==== DATA PROVIDED

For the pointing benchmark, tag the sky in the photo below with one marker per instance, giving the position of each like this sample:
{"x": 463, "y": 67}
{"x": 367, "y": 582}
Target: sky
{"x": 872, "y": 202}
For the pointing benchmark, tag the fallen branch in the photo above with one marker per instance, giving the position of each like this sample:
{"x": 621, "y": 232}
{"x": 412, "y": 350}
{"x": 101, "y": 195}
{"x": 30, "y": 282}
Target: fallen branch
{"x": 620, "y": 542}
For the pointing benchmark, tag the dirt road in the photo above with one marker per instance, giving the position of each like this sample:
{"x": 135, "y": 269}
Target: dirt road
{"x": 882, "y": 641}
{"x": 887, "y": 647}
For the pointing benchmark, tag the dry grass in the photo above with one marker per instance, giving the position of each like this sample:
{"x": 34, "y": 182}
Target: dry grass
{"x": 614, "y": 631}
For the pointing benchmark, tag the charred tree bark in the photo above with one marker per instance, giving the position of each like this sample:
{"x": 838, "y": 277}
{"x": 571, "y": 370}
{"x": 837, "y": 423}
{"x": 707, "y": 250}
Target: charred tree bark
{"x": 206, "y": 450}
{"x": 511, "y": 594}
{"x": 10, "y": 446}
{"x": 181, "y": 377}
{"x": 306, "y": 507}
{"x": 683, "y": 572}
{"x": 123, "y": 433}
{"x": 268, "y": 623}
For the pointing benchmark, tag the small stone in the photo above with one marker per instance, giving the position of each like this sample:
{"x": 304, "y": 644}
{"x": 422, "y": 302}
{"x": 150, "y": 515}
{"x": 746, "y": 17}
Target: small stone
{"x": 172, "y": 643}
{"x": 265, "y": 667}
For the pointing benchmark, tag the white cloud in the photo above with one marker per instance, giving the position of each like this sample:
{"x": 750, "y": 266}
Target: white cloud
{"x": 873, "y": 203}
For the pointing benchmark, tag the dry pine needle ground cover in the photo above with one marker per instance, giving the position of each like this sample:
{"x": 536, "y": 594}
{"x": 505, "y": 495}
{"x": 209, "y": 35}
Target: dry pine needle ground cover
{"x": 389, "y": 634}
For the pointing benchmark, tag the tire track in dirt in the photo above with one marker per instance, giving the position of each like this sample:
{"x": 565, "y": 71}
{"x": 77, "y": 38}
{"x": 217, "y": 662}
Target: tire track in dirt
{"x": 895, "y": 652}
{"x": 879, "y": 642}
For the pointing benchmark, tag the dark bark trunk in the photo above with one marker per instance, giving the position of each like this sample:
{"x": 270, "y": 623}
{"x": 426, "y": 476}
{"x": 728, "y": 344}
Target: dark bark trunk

========

REQUIREMENTS:
Print exactly the lines of the items, from the line that contains "For the pointing benchmark, tag the dark" through the end of the items, including both ends.

RESULT:
For the pointing benchmark, tag the dark bark trunk in the photo above with one marker per instance, giving the position of each like this sample:
{"x": 270, "y": 623}
{"x": 426, "y": 476}
{"x": 728, "y": 344}
Target: dark bark trunk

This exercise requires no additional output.